WHAT TO PRODUCE: Report every line in the data below that contains the string "exceptions", matching case exactly.

SUPPLIED MATERIAL:
#####

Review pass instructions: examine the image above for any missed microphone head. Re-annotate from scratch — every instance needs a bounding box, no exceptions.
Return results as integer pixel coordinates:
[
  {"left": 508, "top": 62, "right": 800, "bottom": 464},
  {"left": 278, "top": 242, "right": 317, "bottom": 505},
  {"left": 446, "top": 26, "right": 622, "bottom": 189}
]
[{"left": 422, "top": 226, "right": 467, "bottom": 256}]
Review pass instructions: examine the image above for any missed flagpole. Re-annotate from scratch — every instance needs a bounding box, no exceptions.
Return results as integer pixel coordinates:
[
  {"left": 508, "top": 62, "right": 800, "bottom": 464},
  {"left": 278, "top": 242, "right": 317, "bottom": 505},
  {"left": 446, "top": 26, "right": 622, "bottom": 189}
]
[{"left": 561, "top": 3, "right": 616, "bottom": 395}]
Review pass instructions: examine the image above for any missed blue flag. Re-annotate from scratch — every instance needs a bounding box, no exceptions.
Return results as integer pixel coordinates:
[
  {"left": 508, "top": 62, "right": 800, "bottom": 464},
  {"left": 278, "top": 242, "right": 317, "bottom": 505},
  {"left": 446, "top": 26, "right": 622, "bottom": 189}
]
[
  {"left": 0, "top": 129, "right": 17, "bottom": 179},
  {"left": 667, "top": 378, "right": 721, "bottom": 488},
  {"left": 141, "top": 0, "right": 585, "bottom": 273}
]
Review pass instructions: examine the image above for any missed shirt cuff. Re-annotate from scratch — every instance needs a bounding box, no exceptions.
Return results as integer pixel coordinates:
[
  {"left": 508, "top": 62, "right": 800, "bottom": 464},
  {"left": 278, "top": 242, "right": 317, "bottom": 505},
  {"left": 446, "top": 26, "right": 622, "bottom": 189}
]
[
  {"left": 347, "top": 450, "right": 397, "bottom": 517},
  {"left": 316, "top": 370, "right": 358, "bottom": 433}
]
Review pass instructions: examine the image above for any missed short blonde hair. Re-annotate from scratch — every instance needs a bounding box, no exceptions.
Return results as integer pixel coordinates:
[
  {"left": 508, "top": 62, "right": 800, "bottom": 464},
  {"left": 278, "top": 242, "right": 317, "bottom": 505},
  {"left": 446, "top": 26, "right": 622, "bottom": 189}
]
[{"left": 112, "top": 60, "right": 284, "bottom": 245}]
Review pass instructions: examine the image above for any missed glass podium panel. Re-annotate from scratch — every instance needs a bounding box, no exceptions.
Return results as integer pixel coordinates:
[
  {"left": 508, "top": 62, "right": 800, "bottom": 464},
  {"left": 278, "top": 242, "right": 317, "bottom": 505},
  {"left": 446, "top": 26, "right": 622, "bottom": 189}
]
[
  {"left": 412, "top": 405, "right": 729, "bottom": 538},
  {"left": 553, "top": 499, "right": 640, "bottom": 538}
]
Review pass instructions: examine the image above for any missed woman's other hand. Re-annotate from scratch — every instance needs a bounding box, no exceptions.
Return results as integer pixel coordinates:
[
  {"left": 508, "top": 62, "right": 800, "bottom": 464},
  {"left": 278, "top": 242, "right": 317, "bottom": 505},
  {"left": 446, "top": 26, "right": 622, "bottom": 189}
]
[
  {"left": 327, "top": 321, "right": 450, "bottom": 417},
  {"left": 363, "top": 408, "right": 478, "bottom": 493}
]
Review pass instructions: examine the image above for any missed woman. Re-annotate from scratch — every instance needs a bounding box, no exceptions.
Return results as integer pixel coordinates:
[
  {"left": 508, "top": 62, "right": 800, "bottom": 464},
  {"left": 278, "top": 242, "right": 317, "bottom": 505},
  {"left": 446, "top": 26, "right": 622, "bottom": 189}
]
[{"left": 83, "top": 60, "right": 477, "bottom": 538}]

#####

EXERCISE RESULT:
Review pass instructions: examine the image above for any missed microphone head. Re-annotate from scratch — every instance needs a bounding box, no exceptions.
Review pass instructions: examine the image above for any missed flagpole. Re-annotate from scratch — every instance needs a bounding box, no exceptions.
Review pass instructions: examine the image above for any missed blue flag. Re-annotate from scratch — every instance needs a bounding box, no exceptions.
Review pass instructions: examine the image above for any missed shirt cuff. Re-annotate from scratch — every instance needs a bounding box, no exceptions.
Review pass instructions: examine the image above for any missed short blonde hair. Re-annotate from scratch — every instance needs a bounding box, no exceptions.
Review pass instructions: examine the image above for any missed glass podium panel. Re-annotate from scratch — every instance needs a bounding box, no exceptions.
Review pass instructions: examine the image above for any missed woman's other hand. Re-annotate from scratch — every instance needs a bounding box, no exceptions.
Review pass instructions: examine the image above for any missed woman. Re-annotate from scratch — every instance needs a bounding box, no exceptions.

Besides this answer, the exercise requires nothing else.